Reproduza sem nenhuma alteração o trecho do texto fornecido que vai de "Sabe-se, ainda, que" até "ou limitações lingüísticas.".

-------- Texto fornecido

Sabe-se, ainda, que a tecnologia tem sido protagonista no cenário da flexibilização do trabalho, uma vez que a transformação e substituição de mão-de-obra nas indústrias por máquinas com inteligência industrial tem sido causa constante da redução e cortes nas relações empregatícias.
Frise-se que a existência de economias globalizadas (transnacionais) e o uso da tecnologia presente em praticamente todos os bens e serviços provocam a procura massiva por mão-de-obra qualificada, tornando-se uma obrigação no mercado atual, em que não se permite trabalhadores com baixo grau de conhecimento educacional ou limitações lingüísticas.
Prevendo uma mudança efetiva nos rumos do trabalho clássico, ALVES (2000, p. 98) afirma:
Fato é que a globalização e a reestruturação produtiva levaram a modificações na estrutura empresarial e do próprio mercado de trabalho mundial, o que fez crer que várias estruturas jurídicas justrabalhistas – sobretudo aqueles que se sustentam na matriz formal da subordinação como elemento basilar para reconhecimento do trabalhador a ser protegido – deverão enfrentar o problema da adequação do novo trabalho pós-fordista à estrutura do Direito do Trabalho. É que o conceito clássico de subordinação tende a não abranger um grande número de trabalhadores necessitados de efetiva tutela jurídica trabalhista. Necessária, portanto, uma nova abordagem que possa efetivamente proteger aqueles trabalhadores que, inobstante não estejam subordinados ao seu contratante, dele dependem economicamente, trabalham pessoalmente, de forma coordenada e continuada.

----------------
-------- Registros fornecidos

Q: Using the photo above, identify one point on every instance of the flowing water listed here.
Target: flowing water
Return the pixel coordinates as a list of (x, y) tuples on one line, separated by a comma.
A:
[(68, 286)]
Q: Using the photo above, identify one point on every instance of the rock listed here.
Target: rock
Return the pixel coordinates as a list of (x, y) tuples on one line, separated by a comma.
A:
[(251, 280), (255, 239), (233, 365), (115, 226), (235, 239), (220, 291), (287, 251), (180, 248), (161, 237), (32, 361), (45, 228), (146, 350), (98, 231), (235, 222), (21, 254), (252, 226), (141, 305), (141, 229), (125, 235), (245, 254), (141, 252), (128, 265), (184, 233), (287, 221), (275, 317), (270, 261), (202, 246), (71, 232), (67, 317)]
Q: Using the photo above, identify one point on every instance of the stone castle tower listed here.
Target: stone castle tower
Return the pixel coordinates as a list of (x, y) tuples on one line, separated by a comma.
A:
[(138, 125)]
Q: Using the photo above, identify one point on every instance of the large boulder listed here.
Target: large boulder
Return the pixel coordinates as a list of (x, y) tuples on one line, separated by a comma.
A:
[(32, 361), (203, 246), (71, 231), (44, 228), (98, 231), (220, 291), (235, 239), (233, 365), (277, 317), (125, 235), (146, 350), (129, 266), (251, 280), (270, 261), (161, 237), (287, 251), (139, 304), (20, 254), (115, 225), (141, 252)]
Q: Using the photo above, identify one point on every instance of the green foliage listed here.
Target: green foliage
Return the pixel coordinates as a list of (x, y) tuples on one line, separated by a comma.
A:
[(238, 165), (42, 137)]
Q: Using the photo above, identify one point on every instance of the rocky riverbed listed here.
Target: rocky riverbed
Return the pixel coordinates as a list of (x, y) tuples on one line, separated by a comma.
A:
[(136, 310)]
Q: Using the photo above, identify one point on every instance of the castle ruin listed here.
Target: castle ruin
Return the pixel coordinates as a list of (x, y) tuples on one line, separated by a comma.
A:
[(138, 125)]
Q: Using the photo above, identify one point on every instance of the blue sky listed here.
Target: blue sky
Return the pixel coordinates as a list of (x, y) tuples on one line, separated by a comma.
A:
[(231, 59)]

----------------

● **Solução escrita**
Sabe-se, ainda, que a tecnologia tem sido protagonista no cenário da flexibilização do trabalho, uma vez que a transformação e substituição de mão-de-obra nas indústrias por máquinas com inteligência industrial tem sido causa constante da redução e cortes nas relações empregatícias.
Frise-se que a existência de economias globalizadas (transnacionais) e o uso da tecnologia presente em praticamente todos os bens e serviços provocam a procura massiva por mão-de-obra qualificada, tornando-se uma obrigação no mercado atual, em que não se permite trabalhadores com baixo grau de conhecimento educacional ou limitações lingüísticas.